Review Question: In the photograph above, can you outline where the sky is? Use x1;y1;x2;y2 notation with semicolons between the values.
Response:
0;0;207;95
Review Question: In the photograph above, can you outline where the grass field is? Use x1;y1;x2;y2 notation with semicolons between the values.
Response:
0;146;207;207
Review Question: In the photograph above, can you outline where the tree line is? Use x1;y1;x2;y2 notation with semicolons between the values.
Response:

........

■ **Set problem**: Switch "outline" to "mark" throughout the rows above, and write them out again with nothing else altered.

■ **Solution**:
Review Question: In the photograph above, can you mark where the sky is? Use x1;y1;x2;y2 notation with semicolons between the values.
Response:
0;0;207;95
Review Question: In the photograph above, can you mark where the grass field is? Use x1;y1;x2;y2 notation with semicolons between the values.
Response:
0;146;207;207
Review Question: In the photograph above, can you mark where the tree line is? Use x1;y1;x2;y2 notation with semicolons between the values.
Response:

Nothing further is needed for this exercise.